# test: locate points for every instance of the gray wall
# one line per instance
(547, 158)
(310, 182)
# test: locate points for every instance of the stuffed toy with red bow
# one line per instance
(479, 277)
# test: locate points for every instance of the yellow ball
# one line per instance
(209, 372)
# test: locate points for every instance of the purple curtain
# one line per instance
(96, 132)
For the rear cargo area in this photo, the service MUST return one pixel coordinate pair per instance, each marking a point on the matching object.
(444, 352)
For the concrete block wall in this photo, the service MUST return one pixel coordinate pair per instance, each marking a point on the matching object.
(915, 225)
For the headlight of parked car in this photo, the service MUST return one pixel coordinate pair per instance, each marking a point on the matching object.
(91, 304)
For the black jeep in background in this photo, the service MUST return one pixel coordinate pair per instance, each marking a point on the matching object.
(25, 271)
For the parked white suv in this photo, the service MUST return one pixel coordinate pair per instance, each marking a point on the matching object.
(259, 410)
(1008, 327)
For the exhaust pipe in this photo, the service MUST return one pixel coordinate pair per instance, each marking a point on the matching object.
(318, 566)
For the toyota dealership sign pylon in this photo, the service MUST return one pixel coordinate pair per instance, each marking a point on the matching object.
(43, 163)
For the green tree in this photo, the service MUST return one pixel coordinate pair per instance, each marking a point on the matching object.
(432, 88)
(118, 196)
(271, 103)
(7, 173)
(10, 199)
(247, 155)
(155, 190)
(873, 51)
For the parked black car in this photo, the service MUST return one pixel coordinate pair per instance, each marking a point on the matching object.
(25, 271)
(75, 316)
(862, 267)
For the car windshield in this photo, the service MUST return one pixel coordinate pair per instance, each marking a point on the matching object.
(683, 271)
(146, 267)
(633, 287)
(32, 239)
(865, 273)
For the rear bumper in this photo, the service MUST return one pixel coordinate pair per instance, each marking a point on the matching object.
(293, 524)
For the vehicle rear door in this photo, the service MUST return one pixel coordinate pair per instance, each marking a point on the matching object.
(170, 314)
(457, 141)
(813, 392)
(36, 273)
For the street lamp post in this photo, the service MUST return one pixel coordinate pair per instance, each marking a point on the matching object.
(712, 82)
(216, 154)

****************************************

## What is expected
Matching lines for the string "every": work out how many the records contain and write only the number.

## Task answer
4